§ **TEXT**:
START

Internet shopping, video calls, smart speakers, streaming services - all nothing new, but now something that’s become a bigger part of people’s lives. Disney+, alive for just nine months, has over a quarter of the subscribers of Netflix (3.5m vs 12.8m). With the groundwork done on streaming to the TV from Netflix, the BBC and Amazon, powerful new entrants can certainly make a splash without ten years of heavy lifting.
For these new entrants, the technology has been tested and commoditised, both in people’s homes but in production too. The rise of Amazon’s Web Services means that systems that previously would have required banks of servers and swarms of developers can be booted up on the sofa. At the same time, off the shelf systems can deliver 80% of what the big boys have spent years building themselves.
Taken together, this means that consumers are well-practiced consuming and paying for digital content, and it’s never been easier to create and distribute it.
Of course, the hard thing is having the route to audiences to sell in your new service, on top of being able to create good content. Everything, always, comes down to content, marketing and distribution (alongside a business plan).
In the audio sector there’s four elements that I tend think about - heritage broadcast radio, digital linear channels, music services and podcasts.
To me, heritage broadcast radio is the AM/FM radio stations who’s success is due partly to their content and partly due to their platform. Whilst, of course, platform is an essential part of any radio station’s success, many FM stations do disproportionately well because they occupy a space on a dial and have done so for a long time. If they were to disappear from it tomorrow, is their content strong enough that people would change their behaviour to follow it?

END

§ **RECORDED INFORMATION**:

START

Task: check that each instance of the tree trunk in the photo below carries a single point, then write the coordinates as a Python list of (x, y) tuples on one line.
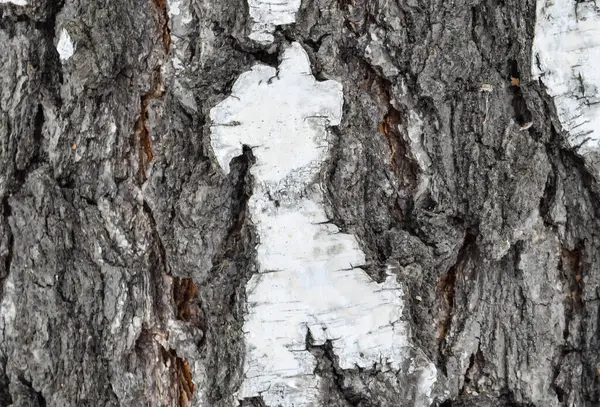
[(317, 203)]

END

§ **TO BE DONE**:
Answer these from the text on streaming and audio:
1. How many subscribers does Disney+ have?
2. What percentage of what the big boys have built can off-the-shelf systems deliver?
3. What four elements of the audio sector does the writer name?

§ **SOLUTION TO THIS EXERCISE**:
1. 3.5 million.
2. 80%.
3. Heritage broadcast radio, digital linear channels, music services and podcasts.